Seit Jahrzehnten hat sich die Typologie unserer Autos kaum verändert - vier Räder, Fahrgastzelle, meistens mit 4 Sitzplätzen und vier Türen, Motor, Kofferraum. Doch ist diese Form nach über 100 Jahren Automobilgeschichte wirklich immer noch relevant und zeitgemäß in urbanen Ballungszentren? Können wir uns von alten Mustern lösen und neue Designkriterien für ein zukünftiges „Stadtmobil“ definieren, das besser an die Bedürfnisse der Nutzer und unserer zukünftigen Städte angepasst ist?

Nachdem wir die Notwendigkeit eines naturinspirierten "Just-in-Time-Systems" in unserem letzten Blogbeitrag beleuchtet hatten, widmen wir uns jetzt dem Fahrzeug selbst. Inspiration für neue, multifunktionale Fahrzeugkonzepte und -strukturen suchen wir mit unserem Biomimicry Ansatz gezielt in der Natur. Welche Strukturen werden dort verwendet, um biologisches Cargo zu verpacken und zu transportieren. Wie werden verkapselte Inhalte freigesetzt und welche Mechanismen regulieren diese Prozesse? Interessanterweise stoßen wir dabei immer wieder auf gewisse Geometrien: Nämlich Strukturen, die sich aus Dreiecken zusammensetzen. Wie zum Beispiel der Ikosaeder (einer der fünf platonischen Körper), ein Objekt aus 20 gleichseitigen Dreiecken. Einige Virenarten verpacken in solche Strukturen ihr Erbgut. Auch einige Pflanzen nutzen sie für ihre Knospen oder Pollen. Der Grund: Dreiecke sind extrem stabil bei gleichzeitig wenig Materialeinsatz.

* [Gegebene Angaben]:

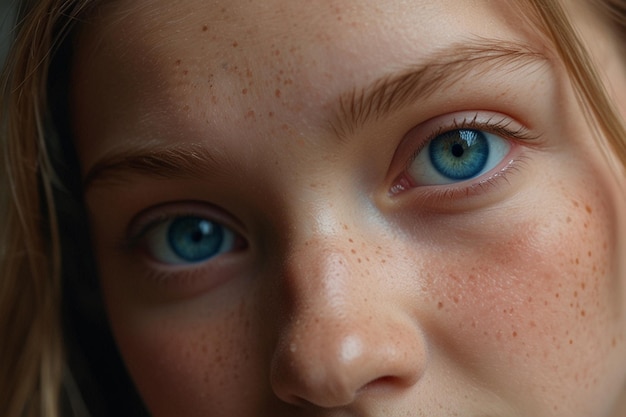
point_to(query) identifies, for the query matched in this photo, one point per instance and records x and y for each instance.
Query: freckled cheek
(537, 292)
(186, 366)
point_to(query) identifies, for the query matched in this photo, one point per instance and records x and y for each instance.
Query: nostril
(382, 383)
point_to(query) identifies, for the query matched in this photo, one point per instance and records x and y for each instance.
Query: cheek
(190, 361)
(539, 295)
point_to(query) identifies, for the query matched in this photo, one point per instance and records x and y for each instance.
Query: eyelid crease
(447, 67)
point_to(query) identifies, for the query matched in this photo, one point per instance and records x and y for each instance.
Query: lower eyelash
(439, 195)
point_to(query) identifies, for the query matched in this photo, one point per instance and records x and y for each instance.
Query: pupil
(457, 150)
(197, 236)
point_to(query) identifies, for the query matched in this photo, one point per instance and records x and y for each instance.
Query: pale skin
(353, 284)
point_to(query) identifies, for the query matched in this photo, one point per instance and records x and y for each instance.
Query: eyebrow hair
(446, 67)
(166, 162)
(356, 108)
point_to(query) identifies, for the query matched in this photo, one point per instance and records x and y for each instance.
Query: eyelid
(491, 122)
(143, 222)
(418, 138)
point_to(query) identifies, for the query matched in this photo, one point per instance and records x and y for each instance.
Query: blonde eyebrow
(355, 109)
(178, 161)
(445, 68)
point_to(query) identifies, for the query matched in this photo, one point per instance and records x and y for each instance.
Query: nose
(345, 335)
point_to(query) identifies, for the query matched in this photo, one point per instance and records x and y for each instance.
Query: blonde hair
(31, 348)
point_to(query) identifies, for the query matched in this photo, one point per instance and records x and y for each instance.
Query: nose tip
(331, 367)
(342, 330)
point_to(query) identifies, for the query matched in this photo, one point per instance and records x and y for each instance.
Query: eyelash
(496, 124)
(134, 242)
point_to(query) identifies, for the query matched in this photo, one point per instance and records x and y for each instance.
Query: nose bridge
(341, 330)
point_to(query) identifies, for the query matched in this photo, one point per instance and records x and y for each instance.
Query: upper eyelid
(148, 218)
(499, 124)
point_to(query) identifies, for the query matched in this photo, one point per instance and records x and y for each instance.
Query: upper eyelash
(500, 128)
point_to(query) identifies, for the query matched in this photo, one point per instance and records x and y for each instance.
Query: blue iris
(459, 154)
(195, 239)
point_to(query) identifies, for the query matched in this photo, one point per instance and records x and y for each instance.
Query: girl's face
(373, 208)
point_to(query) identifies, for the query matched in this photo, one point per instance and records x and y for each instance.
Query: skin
(350, 291)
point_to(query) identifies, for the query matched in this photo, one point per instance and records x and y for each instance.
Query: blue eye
(188, 239)
(458, 155)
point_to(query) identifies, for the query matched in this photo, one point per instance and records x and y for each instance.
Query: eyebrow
(356, 108)
(445, 68)
(180, 161)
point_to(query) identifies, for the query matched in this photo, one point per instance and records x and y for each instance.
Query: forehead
(216, 65)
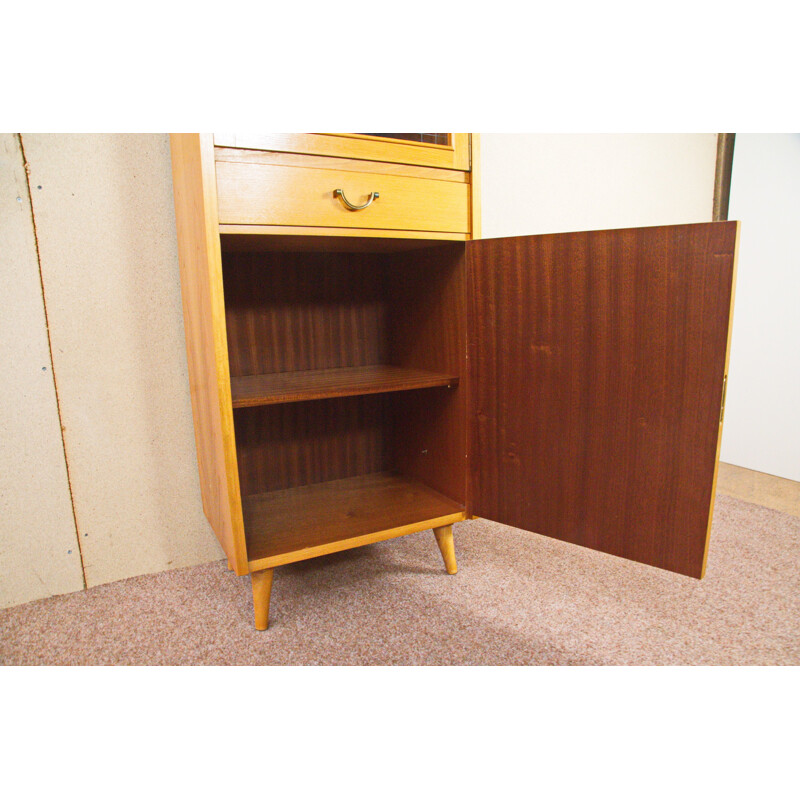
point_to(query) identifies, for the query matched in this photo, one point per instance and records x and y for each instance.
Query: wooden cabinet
(358, 375)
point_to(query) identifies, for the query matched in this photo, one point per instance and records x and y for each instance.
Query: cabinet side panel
(206, 347)
(597, 362)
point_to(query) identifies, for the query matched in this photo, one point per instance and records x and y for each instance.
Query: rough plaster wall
(547, 183)
(39, 553)
(108, 252)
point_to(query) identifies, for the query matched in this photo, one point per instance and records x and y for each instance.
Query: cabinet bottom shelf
(295, 524)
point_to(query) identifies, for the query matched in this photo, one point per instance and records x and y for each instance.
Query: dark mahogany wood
(290, 387)
(427, 330)
(595, 379)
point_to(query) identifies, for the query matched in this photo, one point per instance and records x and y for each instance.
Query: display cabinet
(363, 366)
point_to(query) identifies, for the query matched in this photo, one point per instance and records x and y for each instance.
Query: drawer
(265, 194)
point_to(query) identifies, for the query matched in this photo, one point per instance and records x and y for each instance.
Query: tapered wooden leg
(444, 538)
(262, 588)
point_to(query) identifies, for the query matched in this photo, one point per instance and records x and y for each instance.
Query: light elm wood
(262, 194)
(206, 341)
(444, 538)
(597, 364)
(262, 591)
(348, 164)
(389, 240)
(290, 387)
(475, 186)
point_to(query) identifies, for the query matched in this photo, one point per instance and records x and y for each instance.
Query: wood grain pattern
(295, 444)
(596, 370)
(453, 156)
(444, 539)
(263, 194)
(262, 591)
(290, 387)
(350, 164)
(382, 240)
(304, 522)
(295, 311)
(206, 345)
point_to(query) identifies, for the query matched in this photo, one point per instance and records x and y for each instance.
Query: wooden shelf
(295, 524)
(290, 387)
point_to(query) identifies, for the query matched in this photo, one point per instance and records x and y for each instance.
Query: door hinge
(724, 392)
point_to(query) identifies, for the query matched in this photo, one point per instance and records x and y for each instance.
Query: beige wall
(107, 247)
(546, 183)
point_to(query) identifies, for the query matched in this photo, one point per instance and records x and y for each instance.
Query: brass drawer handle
(372, 196)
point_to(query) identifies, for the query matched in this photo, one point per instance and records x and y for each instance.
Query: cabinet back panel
(303, 311)
(296, 444)
(427, 330)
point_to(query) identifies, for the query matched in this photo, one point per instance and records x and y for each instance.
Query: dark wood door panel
(595, 381)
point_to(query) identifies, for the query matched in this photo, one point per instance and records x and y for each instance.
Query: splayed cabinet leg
(444, 538)
(262, 589)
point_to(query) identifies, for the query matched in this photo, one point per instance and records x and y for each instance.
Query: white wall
(546, 183)
(762, 416)
(39, 550)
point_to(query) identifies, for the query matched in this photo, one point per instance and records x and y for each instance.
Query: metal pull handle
(372, 196)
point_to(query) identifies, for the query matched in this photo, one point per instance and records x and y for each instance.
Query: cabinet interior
(347, 361)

* [Aufgabenstellung]:
Übersetzen Sie den Satz „Einige Virenarten verpacken in solche Strukturen ihr Erbgut.“ aus dem Übungstext ins Englische. Verwenden Sie ausschließlich den Übungstext.

* [Lösung]:
Some types of viruses package their genetic material in such structures.